··· DATA PROVIDED

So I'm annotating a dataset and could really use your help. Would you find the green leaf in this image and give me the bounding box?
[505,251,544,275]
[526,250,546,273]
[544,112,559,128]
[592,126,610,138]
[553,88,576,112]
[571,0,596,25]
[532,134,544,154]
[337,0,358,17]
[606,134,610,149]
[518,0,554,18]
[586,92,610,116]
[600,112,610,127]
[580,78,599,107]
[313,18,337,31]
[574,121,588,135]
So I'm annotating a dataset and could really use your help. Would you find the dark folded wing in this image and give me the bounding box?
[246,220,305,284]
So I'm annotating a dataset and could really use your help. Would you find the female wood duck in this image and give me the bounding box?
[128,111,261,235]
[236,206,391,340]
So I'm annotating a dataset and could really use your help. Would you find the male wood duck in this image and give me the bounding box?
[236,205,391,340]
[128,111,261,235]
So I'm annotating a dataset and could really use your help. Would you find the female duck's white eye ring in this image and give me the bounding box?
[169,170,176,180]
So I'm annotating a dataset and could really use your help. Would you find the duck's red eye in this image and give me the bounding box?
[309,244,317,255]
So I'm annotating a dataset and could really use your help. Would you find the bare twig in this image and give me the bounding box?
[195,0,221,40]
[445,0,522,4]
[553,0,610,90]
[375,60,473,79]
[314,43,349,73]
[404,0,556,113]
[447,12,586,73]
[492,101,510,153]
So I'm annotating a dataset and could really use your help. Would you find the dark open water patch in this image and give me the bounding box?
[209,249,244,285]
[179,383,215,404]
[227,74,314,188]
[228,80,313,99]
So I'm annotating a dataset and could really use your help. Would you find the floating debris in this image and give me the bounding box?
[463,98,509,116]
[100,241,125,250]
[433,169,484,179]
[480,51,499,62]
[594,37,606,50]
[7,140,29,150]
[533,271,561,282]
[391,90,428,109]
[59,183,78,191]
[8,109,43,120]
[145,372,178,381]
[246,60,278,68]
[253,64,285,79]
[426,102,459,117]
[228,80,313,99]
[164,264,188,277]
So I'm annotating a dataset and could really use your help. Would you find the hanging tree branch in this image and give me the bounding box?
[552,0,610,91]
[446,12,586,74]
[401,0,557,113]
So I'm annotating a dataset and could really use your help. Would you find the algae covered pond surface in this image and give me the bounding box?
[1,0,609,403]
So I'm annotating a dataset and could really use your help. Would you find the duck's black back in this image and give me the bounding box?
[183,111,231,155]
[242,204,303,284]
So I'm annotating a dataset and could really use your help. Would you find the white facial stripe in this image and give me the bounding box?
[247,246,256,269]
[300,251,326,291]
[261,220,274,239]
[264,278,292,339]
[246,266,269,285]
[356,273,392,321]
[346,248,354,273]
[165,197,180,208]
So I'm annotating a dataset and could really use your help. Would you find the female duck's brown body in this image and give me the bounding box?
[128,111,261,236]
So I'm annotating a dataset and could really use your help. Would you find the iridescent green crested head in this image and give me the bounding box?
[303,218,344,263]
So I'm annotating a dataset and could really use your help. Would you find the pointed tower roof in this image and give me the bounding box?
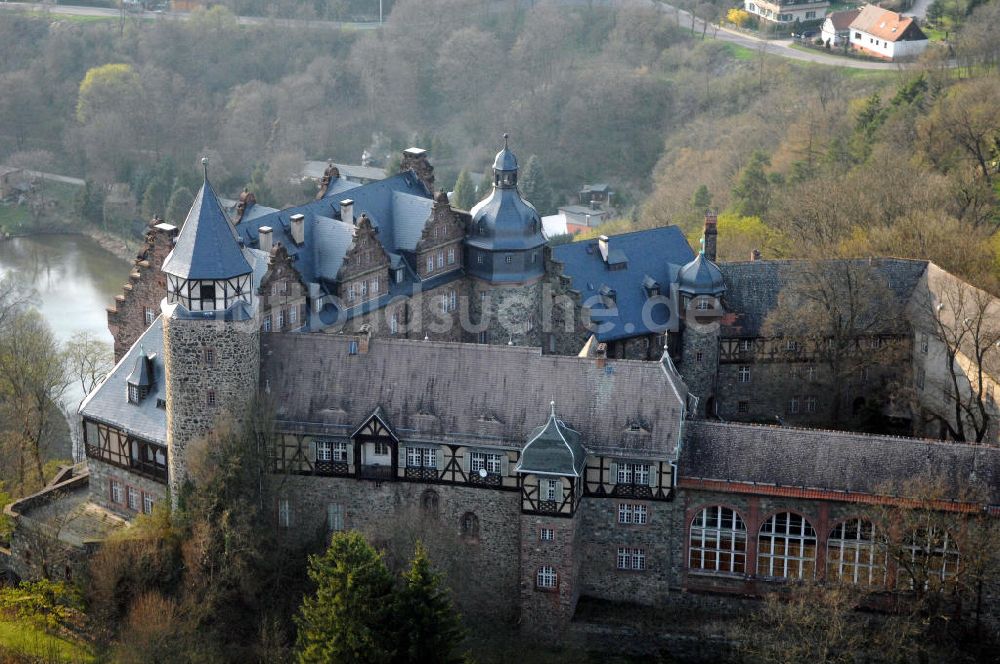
[126,346,154,388]
[515,402,587,477]
[162,172,252,281]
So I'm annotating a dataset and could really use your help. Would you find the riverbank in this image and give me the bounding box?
[1,226,136,265]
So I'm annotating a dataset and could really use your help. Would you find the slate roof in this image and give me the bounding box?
[681,421,1000,504]
[552,227,696,342]
[678,253,726,297]
[850,5,927,42]
[718,258,928,338]
[79,318,166,444]
[515,406,588,477]
[468,185,546,252]
[261,334,687,460]
[493,146,518,172]
[162,180,253,280]
[126,348,154,388]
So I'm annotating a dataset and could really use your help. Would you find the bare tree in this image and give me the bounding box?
[63,332,113,401]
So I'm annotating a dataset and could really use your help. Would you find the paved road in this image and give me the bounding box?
[0,0,906,70]
[26,170,85,187]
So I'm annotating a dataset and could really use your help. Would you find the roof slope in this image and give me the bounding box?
[681,420,1000,503]
[516,408,588,476]
[826,8,861,30]
[553,227,696,342]
[850,5,927,42]
[80,319,166,444]
[262,335,687,460]
[162,180,253,280]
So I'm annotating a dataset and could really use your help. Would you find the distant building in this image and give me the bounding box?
[848,5,928,60]
[302,160,386,185]
[821,8,861,46]
[578,183,613,211]
[744,0,829,25]
[0,166,31,200]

······

_TASK ITEM_
Your reply should restate the data above word for word and contain no pictures.

_RESPONSE AREA_
So I'm annotating a dataset and could really use your help. Would you find the green leaf in this image and give me the bounding box?
[505,251,544,275]
[526,250,546,273]
[544,112,559,128]
[592,126,610,138]
[553,88,576,112]
[571,0,596,25]
[532,134,544,154]
[337,0,358,17]
[606,134,610,149]
[518,0,554,18]
[586,92,610,116]
[600,112,610,127]
[580,78,599,107]
[313,18,337,31]
[574,121,588,135]
So I'm annotating a dataset and could really use your help. Would you find the dark folded wing in this image and give me the bounding box?
[246,220,305,284]
So I'm annotating a dataset and could really use your help. Would you find the female wood duck in this image and give me the bounding box?
[128,111,261,235]
[236,206,391,340]
So I'm annotating a dataset and could really use your help. Would you find the male wood duck in this image and give me the bounding box?
[236,205,391,340]
[128,111,261,235]
So I'm annotating a dataset and could really use your help. Would you find the female duck's white eye ring in this image and give me the bounding box?
[169,170,176,180]
So I'm annotating a dataset and could really use your help. Would you find the duck's red eye in this image and give me the bounding box?
[309,244,317,255]
So I'm annotating a dataset and could really use your help. Would you find the bare twig in this image and give me the bounding box?
[195,0,221,40]
[445,0,522,4]
[553,0,610,90]
[375,60,473,79]
[314,43,349,73]
[404,0,556,113]
[447,12,586,73]
[492,101,510,153]
So I'm annotating a dataset and could really use your help. Would you find the dark open water patch in this image and give me the bounding box?
[209,249,244,285]
[179,383,215,404]
[227,74,314,188]
[228,80,313,99]
So I'm annotating a dataset and could really use your help. Would you find the floating debris in this image and give me the bounding box?
[463,98,509,116]
[100,241,125,250]
[433,169,484,179]
[480,51,499,62]
[594,37,606,50]
[7,140,29,150]
[533,271,561,282]
[391,90,428,109]
[59,183,78,191]
[8,109,43,120]
[145,372,178,381]
[246,60,278,68]
[253,64,285,79]
[426,102,459,117]
[228,80,313,99]
[164,264,188,277]
So I'm annotating a dataset and could really use your help. Would you find the hanging tree branch in this image and give me the bounding box?
[552,0,610,91]
[446,12,586,74]
[401,0,557,113]
So I'm annotating a dataset and could really use your help. Would you find the algae covered pond surface in this image and give me the bounding box?
[1,0,609,403]
So I'm annotating a dataset and could really use your help. Would you find the duck's black back in this image and give me the bounding box?
[183,111,231,155]
[242,204,303,284]
So I'm annotating a dataset and could really use your help. Would you find the white facial stripe in this image and give me the bounding box?
[247,246,256,269]
[300,251,326,291]
[261,220,274,239]
[264,278,292,339]
[246,266,269,285]
[356,273,392,321]
[346,248,354,273]
[165,197,180,208]
So I'm annotating a dataset and could really use your help. Would you find the female duck's brown body in this image and give me the bounding box?
[128,111,261,236]
So I'm annotating a dataset and could really use your help. Would you find the iridescent green crested head in this image and give me the bounding box?
[303,218,344,263]
So I'm annotating a dataset and could really use your help. Would you find the pointed tower roof in this image and give me the bounding box?
[126,346,154,388]
[515,402,587,477]
[162,172,252,281]
So I'm annotating a dataset and could really use your help. Would you find the riverbank in this image and give me the bounding box?
[1,226,136,265]
So I'm annotating a dataset and could really use your help. Would you find the slate roof in this image and give me the bounding box?
[681,421,1000,504]
[552,227,696,342]
[678,253,726,297]
[850,5,927,42]
[718,258,928,338]
[79,318,166,444]
[515,406,588,477]
[468,185,546,252]
[261,334,687,460]
[493,146,518,172]
[162,180,253,280]
[126,348,154,388]
So I'm annotating a dataset and could really use your help. Would you find the bare tree in this image and give me the bounding box?
[63,332,113,401]
So I'm annotating a dataset and could really use your help. Would you find the paved road in this image and give me the bounding box?
[0,0,906,70]
[26,170,85,187]
So I'm annotating a dataset and could really use your help. Would you find the roof slope in this image and give me the bounding box?
[681,420,1000,503]
[516,408,588,476]
[826,8,861,30]
[553,227,696,342]
[850,5,927,42]
[80,319,166,444]
[262,335,687,460]
[162,180,253,280]
So I'm annotating a dataset and could really use your help. Would you find the distant building in this image and give me the bounding box?
[848,5,928,60]
[302,160,386,185]
[821,8,861,46]
[578,183,613,211]
[744,0,829,25]
[0,166,31,200]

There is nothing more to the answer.